PROMPT: Print exactly, and only, the lines running from the line containing "Could you spot the man's" through the end of the records below.

EXERCISE MATERIALS:
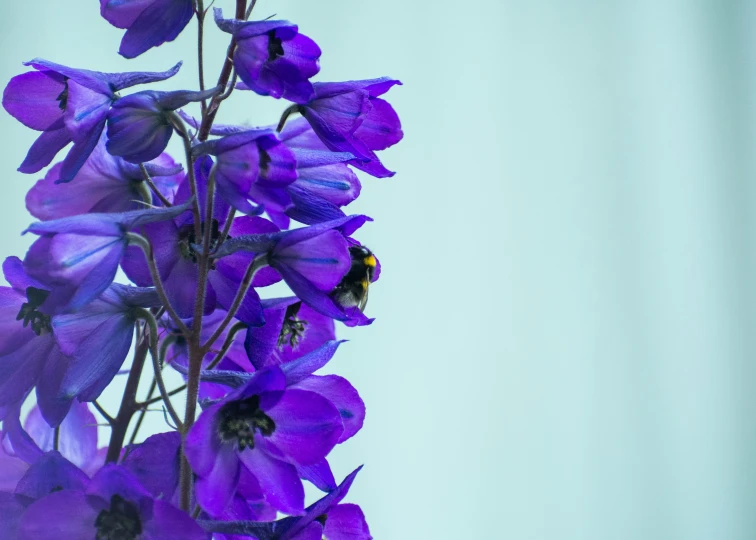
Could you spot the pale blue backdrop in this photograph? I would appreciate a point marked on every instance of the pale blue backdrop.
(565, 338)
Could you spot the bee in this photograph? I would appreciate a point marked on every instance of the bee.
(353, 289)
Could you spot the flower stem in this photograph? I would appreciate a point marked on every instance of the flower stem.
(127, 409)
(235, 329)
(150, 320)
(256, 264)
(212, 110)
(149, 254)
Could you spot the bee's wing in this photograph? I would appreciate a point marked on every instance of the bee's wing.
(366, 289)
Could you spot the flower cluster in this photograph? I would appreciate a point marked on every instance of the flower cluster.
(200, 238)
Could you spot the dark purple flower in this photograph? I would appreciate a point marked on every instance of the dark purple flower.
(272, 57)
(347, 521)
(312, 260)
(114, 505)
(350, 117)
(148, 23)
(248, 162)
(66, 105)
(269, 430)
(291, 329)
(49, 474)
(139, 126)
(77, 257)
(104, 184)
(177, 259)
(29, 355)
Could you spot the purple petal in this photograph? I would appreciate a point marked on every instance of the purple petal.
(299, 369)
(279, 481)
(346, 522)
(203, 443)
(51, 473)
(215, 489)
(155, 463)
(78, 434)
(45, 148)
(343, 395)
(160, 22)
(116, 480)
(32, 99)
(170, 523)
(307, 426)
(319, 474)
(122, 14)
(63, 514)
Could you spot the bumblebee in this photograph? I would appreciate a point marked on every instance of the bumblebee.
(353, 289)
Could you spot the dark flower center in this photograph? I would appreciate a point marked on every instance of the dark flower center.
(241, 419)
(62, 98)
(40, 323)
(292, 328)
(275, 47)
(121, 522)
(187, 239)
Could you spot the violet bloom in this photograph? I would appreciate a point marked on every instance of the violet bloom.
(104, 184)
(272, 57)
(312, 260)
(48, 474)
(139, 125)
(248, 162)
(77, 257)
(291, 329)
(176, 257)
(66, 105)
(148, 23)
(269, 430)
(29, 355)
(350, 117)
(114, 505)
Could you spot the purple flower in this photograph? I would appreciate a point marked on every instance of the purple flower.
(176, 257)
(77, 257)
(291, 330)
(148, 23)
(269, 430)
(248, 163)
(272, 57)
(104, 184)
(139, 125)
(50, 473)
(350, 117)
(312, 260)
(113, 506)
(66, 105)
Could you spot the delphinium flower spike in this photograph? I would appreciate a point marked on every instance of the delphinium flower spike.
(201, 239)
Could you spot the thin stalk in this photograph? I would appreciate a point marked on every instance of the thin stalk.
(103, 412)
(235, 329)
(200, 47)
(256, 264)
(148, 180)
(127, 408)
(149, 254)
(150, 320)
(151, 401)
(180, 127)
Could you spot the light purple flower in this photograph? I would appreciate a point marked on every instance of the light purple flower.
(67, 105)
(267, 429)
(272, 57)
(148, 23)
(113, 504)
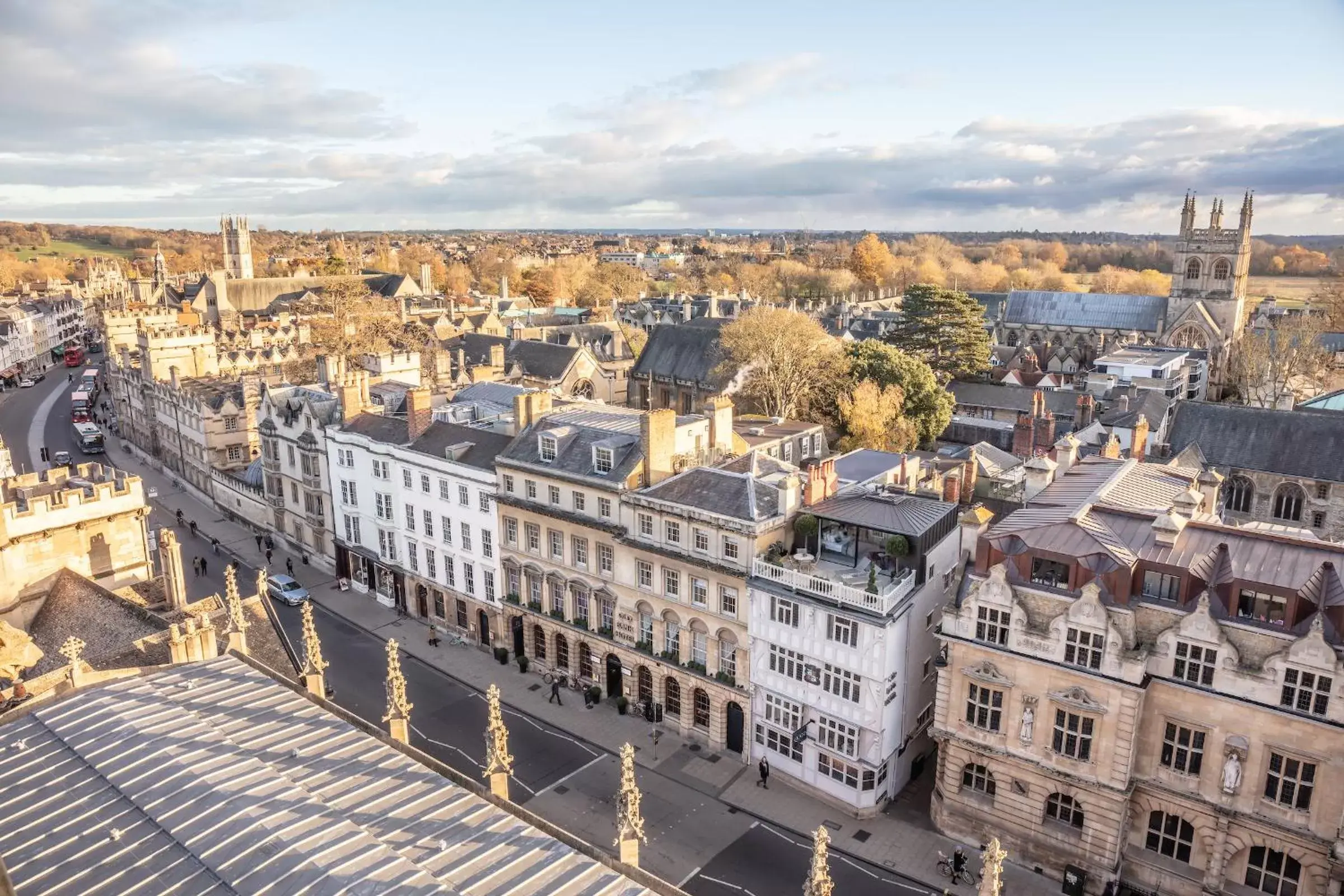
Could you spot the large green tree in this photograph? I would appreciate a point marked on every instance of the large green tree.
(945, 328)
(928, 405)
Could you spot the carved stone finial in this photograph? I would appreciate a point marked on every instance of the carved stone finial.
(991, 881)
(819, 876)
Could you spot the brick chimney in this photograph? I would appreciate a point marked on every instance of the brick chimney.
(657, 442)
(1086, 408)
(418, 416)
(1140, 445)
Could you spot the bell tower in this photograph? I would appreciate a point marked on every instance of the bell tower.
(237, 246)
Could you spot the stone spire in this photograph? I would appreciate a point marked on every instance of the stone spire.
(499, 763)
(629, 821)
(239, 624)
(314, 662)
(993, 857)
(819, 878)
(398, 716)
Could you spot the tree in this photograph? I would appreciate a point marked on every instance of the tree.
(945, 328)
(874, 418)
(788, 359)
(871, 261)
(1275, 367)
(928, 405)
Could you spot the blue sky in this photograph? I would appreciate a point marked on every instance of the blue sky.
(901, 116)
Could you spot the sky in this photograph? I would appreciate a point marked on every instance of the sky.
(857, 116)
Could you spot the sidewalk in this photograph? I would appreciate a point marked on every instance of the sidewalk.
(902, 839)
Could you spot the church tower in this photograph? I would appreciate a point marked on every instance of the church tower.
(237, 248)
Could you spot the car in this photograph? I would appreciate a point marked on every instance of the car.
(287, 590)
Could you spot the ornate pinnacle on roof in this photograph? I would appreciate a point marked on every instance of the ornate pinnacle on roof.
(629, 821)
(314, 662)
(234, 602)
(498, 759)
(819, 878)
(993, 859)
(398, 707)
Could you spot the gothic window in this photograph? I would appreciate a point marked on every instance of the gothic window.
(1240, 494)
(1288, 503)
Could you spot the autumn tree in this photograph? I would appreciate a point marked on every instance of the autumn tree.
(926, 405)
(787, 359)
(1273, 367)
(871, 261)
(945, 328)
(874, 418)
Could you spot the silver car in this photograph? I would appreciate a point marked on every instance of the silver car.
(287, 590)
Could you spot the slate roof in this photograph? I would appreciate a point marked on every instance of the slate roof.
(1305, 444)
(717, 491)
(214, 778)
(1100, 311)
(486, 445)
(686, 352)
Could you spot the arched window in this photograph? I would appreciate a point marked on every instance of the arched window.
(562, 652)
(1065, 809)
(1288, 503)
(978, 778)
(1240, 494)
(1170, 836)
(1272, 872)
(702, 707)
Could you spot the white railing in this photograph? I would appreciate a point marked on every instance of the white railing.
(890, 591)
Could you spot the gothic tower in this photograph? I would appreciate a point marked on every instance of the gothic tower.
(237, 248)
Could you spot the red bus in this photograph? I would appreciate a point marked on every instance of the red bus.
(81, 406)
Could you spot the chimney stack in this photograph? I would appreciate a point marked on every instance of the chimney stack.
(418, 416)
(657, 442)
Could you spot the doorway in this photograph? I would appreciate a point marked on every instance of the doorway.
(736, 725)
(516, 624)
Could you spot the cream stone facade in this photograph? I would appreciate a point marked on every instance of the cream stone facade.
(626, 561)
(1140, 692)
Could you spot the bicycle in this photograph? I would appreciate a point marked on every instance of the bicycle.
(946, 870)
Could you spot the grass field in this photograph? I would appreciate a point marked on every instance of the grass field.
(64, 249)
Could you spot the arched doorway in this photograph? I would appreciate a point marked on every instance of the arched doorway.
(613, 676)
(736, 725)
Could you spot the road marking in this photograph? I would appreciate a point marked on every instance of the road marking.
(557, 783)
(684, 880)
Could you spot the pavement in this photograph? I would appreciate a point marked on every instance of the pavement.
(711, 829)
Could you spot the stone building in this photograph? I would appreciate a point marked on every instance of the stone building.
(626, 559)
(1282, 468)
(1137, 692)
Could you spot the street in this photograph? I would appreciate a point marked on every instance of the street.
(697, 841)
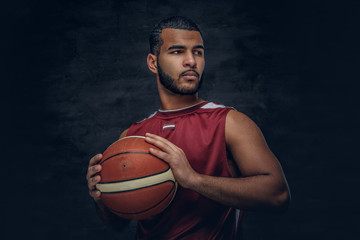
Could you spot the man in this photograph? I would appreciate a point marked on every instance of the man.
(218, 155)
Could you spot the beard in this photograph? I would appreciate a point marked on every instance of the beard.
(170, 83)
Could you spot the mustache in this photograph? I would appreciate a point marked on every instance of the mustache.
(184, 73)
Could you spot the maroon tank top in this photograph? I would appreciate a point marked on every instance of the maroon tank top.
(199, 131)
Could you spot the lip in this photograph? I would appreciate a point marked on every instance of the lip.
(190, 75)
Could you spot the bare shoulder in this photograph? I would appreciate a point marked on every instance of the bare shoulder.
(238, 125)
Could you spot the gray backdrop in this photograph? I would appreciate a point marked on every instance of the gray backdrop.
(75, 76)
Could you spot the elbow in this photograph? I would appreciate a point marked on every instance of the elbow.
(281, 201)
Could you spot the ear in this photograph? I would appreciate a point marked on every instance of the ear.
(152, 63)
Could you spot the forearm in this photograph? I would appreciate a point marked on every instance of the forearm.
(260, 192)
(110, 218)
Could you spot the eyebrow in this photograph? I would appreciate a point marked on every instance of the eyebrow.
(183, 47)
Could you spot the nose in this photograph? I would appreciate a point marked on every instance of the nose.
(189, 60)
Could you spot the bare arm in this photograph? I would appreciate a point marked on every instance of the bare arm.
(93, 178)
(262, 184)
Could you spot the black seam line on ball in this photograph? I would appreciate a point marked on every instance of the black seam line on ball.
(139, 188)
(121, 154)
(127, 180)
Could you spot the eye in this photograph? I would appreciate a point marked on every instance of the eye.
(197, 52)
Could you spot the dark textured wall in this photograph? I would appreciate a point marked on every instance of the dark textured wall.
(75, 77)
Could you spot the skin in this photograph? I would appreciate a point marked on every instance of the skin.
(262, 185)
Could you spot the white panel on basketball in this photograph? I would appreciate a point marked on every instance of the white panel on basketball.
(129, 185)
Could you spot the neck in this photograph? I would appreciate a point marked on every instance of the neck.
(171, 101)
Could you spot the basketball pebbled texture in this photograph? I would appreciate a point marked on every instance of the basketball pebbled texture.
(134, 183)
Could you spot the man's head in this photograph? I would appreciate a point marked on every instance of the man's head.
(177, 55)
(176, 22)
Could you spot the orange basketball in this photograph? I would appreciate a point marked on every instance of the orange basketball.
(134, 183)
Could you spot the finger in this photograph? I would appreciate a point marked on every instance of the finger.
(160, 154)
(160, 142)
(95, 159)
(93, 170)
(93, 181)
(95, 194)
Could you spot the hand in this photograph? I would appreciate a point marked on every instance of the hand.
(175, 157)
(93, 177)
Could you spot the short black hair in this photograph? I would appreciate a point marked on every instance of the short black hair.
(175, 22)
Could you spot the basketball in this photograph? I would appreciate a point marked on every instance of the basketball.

OUTPUT FOR THIS EXERCISE:
Could you spot the man's head in this photograph? I would appreciate a point marked on every instance of the man's head.
(177, 55)
(176, 22)
Could you spot the orange basketball in this photograph? I would appreciate a point marked on every instance of the orange basketball.
(134, 183)
Could you spot the finger in this photograph? I would appreciate a point marked on every instance of the finger.
(160, 154)
(160, 142)
(95, 159)
(93, 170)
(93, 181)
(95, 194)
Could you spot the hand in this photograph? I would appreciate a point marked on every instance of the hand.
(175, 157)
(93, 177)
Could you spot the short black hair in this photograph? I would appreciate a point marked on every instance of the short black hair.
(175, 22)
Could you spot the basketball in this photograph? I would appreciate a point marked on every instance of the basketball.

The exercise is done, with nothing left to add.